• WHAT YOU WILL DO
• a. In the article about Tim Weber, what year did he join the Carroll County State's Attorney's Office?
• b. Write the next few paragraphs of the article about Tim Weber's last day, starting right after its final quote.

• GIVEN PASSAGE
==========

Friday was Tim Weber’s last day as drug prevention and treatment liaison with the Carroll County State’s Attorney’s Office, but it wasn’t a slow day. He was at drug court in the morning and, in the afternoon, helped finish shooting on “Heroin Still Kills,” a reboot of the late-1990s original viral video educating on the risks of opioid abuse.
And even Thursday afternoon was filled with Weber doing what he had done for the office since joining it in 2015 — going to the scene of a drug overdose and offering the advice of someone who, as a former addict who had overdosed, had been there. Someone who could get the overdose victim to some help.
Weber will be taking a role with the new Kennedy Addiction Recovery Center that is opening in central Pennsylvania.
“It’s the opportunity of a lifetime for me, to be a part owner and part of developing a treatment program I believe will work,” he said. “I will still be able to help people as I do in our county, I will just be doing something a little farther away.”

==========

• DATA FOR ANALYSIS
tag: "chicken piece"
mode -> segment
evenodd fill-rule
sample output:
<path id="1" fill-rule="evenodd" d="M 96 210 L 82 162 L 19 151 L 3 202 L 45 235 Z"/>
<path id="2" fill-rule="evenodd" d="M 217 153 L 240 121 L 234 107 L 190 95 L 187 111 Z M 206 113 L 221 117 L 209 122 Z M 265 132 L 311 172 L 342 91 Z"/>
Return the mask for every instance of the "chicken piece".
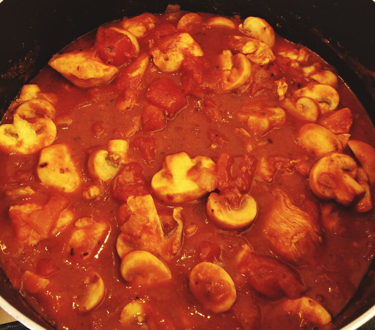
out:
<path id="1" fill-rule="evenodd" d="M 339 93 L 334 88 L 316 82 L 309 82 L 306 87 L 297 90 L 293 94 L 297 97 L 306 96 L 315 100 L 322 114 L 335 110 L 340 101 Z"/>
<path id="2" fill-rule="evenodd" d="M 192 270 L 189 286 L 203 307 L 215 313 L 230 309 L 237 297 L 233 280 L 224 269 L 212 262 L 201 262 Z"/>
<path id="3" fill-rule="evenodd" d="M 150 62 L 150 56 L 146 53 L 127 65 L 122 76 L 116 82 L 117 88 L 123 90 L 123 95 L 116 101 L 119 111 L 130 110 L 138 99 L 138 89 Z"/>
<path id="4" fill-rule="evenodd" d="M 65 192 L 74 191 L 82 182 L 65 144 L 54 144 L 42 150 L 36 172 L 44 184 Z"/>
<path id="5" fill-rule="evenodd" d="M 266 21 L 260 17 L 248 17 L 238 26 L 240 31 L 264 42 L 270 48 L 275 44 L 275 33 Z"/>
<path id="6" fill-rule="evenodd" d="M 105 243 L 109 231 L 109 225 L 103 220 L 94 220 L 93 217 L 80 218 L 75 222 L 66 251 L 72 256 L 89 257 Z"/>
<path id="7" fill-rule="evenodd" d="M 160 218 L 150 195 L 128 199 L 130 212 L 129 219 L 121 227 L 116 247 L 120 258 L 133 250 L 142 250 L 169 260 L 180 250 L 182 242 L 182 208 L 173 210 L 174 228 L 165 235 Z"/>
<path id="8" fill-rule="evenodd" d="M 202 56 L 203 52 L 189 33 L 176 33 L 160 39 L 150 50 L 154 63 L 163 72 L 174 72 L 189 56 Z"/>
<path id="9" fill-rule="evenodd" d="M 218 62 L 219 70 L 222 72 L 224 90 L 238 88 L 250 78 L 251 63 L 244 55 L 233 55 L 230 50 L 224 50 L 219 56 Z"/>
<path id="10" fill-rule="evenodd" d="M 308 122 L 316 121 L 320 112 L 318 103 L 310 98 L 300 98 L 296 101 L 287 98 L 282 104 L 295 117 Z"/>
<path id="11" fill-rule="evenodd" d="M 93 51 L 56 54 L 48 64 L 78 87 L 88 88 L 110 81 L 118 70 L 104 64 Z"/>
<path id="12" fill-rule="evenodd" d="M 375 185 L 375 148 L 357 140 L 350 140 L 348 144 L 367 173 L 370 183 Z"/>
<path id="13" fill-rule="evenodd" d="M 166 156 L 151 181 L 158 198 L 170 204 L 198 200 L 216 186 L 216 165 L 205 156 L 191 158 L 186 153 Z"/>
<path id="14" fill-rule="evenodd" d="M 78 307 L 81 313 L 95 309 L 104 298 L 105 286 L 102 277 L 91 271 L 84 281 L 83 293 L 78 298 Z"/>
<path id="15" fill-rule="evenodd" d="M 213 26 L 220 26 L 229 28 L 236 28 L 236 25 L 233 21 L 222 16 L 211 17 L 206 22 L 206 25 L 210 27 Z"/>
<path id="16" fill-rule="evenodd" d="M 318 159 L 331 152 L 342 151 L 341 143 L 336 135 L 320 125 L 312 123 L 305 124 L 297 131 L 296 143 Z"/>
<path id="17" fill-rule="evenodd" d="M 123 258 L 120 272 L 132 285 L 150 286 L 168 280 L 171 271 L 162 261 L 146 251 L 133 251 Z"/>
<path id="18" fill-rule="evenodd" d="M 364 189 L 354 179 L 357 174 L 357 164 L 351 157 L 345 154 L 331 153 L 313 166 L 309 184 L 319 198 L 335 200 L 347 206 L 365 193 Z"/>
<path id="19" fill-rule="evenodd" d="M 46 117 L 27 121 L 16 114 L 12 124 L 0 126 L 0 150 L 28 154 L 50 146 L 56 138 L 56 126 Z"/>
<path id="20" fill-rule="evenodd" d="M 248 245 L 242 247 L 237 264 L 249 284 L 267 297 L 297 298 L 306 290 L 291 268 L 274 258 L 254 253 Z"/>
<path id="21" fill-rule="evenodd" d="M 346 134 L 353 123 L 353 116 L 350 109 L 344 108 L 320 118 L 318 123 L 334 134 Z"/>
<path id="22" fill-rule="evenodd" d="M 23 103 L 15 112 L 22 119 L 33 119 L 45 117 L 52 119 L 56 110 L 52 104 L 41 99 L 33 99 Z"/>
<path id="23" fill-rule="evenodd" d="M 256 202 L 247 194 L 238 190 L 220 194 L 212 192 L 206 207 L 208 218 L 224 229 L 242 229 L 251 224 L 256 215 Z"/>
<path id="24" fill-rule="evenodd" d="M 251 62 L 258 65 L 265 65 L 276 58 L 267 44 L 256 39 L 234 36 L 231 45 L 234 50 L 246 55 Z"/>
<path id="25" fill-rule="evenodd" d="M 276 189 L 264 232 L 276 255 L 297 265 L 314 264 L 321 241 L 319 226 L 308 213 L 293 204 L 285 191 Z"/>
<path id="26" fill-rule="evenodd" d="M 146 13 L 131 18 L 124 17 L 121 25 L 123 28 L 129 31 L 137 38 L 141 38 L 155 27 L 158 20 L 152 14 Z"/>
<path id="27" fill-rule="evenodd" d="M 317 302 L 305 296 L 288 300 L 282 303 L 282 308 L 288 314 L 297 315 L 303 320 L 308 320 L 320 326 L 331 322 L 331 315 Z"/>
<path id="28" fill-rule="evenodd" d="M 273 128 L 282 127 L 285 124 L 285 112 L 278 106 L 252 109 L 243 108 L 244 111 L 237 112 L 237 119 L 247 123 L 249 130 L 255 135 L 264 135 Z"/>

==========

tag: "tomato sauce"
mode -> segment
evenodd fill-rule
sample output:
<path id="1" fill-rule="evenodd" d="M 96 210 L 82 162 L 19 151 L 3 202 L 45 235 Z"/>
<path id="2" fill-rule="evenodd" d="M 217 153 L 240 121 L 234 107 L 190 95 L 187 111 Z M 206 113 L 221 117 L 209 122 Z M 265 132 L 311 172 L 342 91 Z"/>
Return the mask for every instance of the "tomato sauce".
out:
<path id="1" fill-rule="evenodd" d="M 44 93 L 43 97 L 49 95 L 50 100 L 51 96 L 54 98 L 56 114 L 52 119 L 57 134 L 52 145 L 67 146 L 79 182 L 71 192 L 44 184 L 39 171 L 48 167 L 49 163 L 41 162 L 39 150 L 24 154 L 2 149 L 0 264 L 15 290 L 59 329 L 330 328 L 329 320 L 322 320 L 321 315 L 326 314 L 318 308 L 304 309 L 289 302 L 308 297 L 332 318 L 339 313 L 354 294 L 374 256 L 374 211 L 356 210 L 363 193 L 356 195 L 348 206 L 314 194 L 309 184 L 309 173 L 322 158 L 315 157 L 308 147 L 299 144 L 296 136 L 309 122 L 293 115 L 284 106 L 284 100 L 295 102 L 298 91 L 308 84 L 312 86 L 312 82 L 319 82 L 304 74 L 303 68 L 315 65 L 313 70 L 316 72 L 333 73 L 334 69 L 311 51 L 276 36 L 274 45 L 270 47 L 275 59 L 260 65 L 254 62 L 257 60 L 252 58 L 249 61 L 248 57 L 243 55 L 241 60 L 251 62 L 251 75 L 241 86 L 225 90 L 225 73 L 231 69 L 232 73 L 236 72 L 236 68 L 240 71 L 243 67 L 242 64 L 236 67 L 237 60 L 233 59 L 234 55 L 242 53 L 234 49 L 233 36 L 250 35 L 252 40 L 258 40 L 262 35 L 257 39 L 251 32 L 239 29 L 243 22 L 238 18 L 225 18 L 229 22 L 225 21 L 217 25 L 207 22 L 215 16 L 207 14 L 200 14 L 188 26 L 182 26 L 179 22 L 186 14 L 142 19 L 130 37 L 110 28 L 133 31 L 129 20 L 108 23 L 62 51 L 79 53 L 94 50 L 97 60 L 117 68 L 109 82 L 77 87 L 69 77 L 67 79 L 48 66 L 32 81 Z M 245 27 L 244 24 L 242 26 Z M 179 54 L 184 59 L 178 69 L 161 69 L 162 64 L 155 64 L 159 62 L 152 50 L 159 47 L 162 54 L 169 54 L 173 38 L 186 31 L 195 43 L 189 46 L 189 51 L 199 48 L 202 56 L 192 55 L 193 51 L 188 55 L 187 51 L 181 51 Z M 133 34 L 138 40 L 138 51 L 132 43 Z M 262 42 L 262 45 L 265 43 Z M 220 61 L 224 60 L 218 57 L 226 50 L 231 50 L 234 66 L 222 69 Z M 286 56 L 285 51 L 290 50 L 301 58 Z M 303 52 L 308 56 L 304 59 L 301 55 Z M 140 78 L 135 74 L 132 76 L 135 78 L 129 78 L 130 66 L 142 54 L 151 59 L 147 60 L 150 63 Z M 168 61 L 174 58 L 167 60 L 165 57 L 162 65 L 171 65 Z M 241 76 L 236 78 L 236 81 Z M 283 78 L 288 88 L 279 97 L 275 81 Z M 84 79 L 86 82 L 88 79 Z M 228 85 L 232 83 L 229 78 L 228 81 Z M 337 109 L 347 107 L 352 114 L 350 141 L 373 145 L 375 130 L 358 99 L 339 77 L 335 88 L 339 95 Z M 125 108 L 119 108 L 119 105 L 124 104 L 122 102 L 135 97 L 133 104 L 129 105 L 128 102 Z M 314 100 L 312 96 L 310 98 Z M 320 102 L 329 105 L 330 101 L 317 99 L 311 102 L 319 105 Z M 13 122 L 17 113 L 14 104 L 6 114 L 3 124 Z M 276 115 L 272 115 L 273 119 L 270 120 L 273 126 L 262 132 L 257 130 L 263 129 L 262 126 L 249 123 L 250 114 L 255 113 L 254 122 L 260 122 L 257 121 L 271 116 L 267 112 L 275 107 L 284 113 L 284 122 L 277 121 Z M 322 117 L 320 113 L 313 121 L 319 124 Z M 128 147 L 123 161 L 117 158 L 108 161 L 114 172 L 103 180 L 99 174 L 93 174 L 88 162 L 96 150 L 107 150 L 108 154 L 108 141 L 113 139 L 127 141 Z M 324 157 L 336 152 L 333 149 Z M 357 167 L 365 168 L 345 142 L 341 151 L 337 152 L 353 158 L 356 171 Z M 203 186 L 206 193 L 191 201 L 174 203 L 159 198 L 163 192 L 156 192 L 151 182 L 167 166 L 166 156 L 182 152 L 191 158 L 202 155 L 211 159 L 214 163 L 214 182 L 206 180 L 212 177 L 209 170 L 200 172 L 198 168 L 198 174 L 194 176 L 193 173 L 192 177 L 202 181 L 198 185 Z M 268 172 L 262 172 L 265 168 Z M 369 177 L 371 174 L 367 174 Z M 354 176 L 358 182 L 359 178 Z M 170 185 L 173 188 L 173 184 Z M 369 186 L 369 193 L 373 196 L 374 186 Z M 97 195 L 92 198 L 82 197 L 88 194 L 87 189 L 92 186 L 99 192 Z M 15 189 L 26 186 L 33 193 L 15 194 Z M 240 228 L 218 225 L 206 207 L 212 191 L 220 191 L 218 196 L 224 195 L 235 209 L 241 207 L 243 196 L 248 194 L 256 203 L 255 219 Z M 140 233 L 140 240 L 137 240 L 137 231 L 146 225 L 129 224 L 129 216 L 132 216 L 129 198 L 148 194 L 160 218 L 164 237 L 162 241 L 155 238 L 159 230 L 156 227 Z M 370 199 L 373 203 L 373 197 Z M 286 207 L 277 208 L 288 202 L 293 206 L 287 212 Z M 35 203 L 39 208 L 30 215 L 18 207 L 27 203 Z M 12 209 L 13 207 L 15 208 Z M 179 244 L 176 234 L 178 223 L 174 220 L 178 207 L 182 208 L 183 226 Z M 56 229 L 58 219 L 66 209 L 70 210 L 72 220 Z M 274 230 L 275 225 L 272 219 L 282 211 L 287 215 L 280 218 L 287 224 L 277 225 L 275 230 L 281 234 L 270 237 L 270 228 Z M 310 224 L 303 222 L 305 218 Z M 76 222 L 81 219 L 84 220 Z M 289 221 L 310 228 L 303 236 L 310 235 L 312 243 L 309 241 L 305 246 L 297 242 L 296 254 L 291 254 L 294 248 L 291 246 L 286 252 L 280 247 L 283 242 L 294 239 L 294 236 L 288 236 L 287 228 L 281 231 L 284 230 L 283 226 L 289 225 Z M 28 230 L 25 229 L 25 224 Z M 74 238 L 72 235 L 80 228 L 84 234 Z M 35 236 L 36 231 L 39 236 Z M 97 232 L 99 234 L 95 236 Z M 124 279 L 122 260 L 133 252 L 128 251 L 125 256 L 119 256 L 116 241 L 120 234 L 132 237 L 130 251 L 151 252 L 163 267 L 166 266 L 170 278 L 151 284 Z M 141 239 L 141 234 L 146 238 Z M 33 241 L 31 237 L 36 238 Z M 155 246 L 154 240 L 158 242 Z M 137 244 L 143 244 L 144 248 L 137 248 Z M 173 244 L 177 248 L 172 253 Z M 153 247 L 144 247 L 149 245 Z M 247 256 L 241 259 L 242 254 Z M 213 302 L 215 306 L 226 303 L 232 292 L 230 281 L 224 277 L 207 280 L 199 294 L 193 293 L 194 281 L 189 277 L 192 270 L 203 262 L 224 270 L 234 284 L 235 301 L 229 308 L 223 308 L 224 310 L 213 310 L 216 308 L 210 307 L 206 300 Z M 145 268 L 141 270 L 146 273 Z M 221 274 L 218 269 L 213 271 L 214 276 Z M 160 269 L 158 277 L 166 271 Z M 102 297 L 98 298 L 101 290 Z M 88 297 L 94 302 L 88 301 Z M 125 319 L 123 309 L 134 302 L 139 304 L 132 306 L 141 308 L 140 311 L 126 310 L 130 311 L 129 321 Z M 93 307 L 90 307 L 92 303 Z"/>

==========

• REPLIES
• a. 2015

• b.
Weber said the plan is to create a year-long recovery program that doesn’t just focus on detox and mental and emotional recovery, but bridging the gap into a meaningful role in society so people can thrive.
“In the last six months or so of the program, we will put through an internship program to teach them how to work and give them a skill. It’s something I’ve been thinking about,” he said. “We get people into treatment and then into sober living and they keep working for $10, $12 per hour and they don’t have a skill.”
Weber, a former heroin user in recovery, ran his own organization, Weber Sober Homes, before joining Carroll County State’s Attorney Brian DeLeonardo in his office in 2015. There, Weber worked in DeLeonardo’s education outreach programs in Carroll County Public Schools, and in the Early Intervention and Major Overdose Initiative. With the initiative, Weber helped divert drug users to treatment over jail, and even went door to door to try and convince those who had overdosed multiple times to seek treatment before their luck ran out.
As of July, 19 of the 42 people identified on the Major Overdose Initiative list were in treatment.
“Working with Brian, the stuff we have done in the county — it’s amazing what has been done in three years,” Weber said. “This has been the best experience of my lifetime.”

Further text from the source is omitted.